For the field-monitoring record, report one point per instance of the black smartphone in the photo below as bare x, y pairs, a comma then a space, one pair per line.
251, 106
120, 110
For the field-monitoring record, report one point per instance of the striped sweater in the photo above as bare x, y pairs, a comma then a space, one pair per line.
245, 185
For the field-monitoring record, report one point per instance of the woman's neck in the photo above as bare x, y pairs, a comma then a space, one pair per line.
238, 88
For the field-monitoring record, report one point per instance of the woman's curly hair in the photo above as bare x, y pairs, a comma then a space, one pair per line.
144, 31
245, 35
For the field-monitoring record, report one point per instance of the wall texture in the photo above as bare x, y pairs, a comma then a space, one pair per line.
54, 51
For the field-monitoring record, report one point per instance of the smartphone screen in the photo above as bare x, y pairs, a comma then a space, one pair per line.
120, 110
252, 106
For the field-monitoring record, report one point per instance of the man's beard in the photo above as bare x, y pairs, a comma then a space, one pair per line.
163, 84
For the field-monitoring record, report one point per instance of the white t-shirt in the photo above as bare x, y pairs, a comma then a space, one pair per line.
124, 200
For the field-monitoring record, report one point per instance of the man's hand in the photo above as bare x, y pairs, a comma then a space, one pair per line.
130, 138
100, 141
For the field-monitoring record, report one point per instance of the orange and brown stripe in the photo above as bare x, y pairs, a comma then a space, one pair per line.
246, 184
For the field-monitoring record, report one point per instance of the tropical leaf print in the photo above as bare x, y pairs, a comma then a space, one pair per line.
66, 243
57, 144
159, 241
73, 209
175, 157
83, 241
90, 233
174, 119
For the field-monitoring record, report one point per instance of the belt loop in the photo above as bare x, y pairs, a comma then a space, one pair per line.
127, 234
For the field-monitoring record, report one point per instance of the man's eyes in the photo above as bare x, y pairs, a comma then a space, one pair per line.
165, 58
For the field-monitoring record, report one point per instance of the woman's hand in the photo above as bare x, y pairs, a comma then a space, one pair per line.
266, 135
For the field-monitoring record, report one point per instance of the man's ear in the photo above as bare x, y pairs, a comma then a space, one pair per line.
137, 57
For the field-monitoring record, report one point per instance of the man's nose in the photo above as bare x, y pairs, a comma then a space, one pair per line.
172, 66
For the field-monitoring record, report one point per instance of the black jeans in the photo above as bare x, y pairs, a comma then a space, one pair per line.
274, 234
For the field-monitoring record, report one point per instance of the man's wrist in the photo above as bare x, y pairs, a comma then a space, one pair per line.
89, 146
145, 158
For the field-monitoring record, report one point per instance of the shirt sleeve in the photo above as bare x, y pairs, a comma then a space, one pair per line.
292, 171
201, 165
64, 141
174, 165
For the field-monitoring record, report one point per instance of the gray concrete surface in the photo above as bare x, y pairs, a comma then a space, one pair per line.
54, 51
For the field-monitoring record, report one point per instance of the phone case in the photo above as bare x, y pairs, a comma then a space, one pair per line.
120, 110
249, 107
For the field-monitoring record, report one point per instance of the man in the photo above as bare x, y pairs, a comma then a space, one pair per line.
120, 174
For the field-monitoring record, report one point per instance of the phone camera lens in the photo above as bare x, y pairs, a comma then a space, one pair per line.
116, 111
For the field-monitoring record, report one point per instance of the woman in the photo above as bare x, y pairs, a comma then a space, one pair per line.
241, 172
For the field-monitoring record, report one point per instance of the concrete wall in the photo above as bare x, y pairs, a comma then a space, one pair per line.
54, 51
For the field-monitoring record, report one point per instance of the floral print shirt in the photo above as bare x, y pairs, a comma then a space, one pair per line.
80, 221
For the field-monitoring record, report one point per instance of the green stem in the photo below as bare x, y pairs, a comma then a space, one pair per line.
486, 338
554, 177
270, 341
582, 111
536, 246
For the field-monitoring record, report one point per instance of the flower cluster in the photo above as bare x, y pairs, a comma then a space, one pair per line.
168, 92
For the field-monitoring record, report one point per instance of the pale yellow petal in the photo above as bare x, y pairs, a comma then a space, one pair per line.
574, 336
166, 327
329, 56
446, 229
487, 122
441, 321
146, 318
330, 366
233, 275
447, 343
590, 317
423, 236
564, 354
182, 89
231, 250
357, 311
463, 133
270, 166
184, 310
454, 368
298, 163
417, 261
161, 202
######
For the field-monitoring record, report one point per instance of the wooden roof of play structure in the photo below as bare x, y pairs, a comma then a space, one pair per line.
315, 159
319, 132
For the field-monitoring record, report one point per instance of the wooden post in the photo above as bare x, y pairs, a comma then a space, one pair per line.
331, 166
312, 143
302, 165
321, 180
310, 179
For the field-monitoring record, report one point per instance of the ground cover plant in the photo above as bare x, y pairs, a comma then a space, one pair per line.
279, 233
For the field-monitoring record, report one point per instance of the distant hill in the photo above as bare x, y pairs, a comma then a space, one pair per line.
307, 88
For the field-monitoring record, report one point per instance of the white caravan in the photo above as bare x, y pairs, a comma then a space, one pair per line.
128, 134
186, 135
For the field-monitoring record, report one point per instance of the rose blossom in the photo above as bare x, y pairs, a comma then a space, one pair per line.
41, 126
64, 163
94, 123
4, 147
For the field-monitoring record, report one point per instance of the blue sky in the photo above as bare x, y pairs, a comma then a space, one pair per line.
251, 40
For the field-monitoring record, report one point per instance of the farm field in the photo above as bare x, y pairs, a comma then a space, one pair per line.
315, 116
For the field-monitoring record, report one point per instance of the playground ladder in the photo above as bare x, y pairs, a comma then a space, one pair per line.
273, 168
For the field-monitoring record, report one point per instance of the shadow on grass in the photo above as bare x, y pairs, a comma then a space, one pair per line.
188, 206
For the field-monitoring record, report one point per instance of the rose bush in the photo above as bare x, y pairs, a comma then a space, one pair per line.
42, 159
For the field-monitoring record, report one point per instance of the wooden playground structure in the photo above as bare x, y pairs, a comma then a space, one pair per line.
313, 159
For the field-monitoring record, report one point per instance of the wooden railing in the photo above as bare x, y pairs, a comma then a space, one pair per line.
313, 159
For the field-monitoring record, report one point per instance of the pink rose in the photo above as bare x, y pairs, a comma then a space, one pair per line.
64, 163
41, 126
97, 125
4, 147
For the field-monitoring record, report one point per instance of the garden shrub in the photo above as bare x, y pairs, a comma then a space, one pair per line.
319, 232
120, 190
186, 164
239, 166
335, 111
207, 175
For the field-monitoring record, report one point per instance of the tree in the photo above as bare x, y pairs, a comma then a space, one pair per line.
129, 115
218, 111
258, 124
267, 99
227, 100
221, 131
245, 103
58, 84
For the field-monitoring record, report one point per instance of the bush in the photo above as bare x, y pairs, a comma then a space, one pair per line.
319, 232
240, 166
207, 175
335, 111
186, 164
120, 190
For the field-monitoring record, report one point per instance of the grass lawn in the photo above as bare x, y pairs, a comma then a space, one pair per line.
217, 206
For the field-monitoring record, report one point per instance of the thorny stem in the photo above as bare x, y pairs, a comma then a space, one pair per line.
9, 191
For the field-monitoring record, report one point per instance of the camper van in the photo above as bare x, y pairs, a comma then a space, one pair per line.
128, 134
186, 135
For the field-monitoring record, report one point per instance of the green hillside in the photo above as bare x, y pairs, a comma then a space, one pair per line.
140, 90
######
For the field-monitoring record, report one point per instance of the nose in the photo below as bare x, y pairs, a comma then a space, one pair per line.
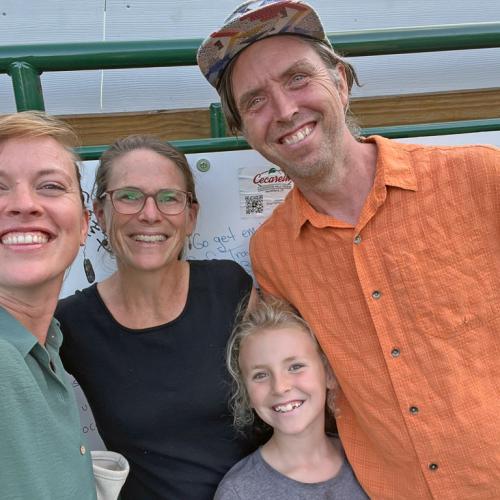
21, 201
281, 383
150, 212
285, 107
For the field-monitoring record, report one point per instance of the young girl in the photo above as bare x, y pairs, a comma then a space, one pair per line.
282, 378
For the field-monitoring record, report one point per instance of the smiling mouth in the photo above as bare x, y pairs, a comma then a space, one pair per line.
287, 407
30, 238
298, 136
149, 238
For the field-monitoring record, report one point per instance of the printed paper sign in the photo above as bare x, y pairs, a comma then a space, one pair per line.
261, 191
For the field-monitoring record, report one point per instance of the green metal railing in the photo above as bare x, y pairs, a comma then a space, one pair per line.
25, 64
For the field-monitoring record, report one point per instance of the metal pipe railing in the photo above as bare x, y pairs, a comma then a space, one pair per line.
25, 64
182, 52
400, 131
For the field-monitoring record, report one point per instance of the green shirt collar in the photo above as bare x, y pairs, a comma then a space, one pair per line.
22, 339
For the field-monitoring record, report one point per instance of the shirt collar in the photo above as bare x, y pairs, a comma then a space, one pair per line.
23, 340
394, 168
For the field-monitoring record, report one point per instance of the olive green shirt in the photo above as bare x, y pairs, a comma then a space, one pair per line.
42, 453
######
◆ Your task
Report how many lines in the data above contain the word "playground". Give only the number.

◆ Solution
2